(Records contained in a dataset)
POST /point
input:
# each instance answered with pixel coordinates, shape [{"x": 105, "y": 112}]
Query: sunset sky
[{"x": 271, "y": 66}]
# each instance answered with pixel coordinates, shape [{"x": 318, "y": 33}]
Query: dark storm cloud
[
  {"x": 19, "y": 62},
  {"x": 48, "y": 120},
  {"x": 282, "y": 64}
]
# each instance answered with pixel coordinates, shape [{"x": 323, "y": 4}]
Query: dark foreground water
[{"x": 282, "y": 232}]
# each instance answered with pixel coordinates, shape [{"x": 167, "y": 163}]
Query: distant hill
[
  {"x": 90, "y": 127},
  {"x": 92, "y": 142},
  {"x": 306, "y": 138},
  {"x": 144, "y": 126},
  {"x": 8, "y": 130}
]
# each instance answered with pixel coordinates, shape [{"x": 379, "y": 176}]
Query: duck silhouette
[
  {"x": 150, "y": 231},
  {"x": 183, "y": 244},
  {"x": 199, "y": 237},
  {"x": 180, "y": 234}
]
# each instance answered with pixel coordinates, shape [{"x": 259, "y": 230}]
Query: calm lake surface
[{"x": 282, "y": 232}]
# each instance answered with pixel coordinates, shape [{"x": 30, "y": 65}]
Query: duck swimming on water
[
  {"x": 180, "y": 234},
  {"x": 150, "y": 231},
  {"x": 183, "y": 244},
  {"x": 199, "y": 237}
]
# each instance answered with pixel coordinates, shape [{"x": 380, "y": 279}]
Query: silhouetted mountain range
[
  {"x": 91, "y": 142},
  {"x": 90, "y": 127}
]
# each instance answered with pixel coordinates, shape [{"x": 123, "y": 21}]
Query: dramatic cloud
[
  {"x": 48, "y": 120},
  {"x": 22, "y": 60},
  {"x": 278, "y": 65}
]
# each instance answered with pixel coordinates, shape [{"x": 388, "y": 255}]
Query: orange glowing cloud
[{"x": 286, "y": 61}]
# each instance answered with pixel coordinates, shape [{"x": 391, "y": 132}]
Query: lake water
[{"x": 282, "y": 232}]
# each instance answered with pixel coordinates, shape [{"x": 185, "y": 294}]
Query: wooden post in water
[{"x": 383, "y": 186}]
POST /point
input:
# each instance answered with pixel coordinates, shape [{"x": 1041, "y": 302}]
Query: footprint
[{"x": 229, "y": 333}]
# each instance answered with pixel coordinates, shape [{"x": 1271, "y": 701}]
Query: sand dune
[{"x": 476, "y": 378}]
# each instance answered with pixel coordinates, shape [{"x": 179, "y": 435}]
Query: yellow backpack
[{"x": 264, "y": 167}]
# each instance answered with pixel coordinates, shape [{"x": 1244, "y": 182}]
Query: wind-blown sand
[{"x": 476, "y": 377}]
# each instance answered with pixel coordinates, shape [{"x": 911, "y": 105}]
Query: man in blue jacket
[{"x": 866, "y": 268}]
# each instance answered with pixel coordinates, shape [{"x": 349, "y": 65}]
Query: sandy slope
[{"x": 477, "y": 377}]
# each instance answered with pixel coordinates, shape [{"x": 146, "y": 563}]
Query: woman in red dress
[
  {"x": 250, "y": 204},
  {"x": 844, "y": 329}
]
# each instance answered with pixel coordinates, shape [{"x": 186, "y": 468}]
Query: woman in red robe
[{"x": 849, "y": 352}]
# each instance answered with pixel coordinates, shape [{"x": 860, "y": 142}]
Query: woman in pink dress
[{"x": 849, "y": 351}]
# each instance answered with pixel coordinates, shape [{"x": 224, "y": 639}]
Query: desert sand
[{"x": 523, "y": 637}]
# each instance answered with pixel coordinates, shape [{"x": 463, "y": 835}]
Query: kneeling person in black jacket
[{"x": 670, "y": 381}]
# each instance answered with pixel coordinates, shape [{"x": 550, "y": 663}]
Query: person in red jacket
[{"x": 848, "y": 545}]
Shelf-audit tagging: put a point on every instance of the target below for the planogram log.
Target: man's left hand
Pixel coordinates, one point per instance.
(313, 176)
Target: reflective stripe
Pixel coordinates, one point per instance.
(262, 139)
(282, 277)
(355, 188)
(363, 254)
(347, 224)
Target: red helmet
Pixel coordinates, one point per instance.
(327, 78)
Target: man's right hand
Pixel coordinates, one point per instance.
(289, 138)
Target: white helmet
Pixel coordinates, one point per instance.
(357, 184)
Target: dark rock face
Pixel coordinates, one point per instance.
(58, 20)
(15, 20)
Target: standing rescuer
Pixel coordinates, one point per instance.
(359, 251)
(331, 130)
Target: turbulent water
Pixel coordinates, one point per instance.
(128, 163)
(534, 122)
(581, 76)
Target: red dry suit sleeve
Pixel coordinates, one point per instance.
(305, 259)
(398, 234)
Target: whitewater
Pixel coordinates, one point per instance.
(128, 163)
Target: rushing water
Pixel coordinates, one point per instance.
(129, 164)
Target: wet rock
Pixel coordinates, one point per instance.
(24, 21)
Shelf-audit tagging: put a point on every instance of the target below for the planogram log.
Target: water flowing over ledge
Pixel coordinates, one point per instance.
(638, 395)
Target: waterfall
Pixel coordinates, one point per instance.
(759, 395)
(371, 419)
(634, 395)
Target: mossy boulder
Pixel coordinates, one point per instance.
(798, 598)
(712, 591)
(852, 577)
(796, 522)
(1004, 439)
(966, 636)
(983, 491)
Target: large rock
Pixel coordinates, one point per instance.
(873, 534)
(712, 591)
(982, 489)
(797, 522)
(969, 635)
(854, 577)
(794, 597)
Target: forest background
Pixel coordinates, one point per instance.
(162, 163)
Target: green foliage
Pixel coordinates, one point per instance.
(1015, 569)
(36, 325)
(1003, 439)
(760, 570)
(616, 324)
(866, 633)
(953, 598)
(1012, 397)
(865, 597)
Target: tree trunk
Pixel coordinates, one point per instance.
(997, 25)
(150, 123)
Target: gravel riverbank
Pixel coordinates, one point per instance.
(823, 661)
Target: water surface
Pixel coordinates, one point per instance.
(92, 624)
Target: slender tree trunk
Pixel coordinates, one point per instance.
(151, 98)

> **EXERCISE BRIEF**:
Once you reach the line with "Target: mossy boulder" in the data above, copy it and every line after it exactly, up to and including the line with "Target: water surface".

> **EXERCISE SOLUTION**:
Target: mossy boulder
Pixel coordinates, one point per instance.
(798, 598)
(712, 591)
(852, 577)
(796, 522)
(1004, 439)
(966, 636)
(983, 491)
Target: large rock
Pixel coordinates, one point per instance.
(873, 534)
(712, 591)
(982, 489)
(797, 522)
(969, 635)
(854, 577)
(794, 597)
Target: forest background
Pixel coordinates, one point per instance.
(162, 163)
Target: green foliage
Pixel coordinates, one point per instance.
(1015, 569)
(36, 325)
(1003, 439)
(760, 570)
(616, 324)
(866, 633)
(953, 598)
(1012, 397)
(865, 597)
Target: tree trunk
Pixel coordinates, one point per instance.
(997, 25)
(150, 123)
Target: gravel riverbank
Pixel coordinates, one point per instance.
(823, 661)
Target: water surface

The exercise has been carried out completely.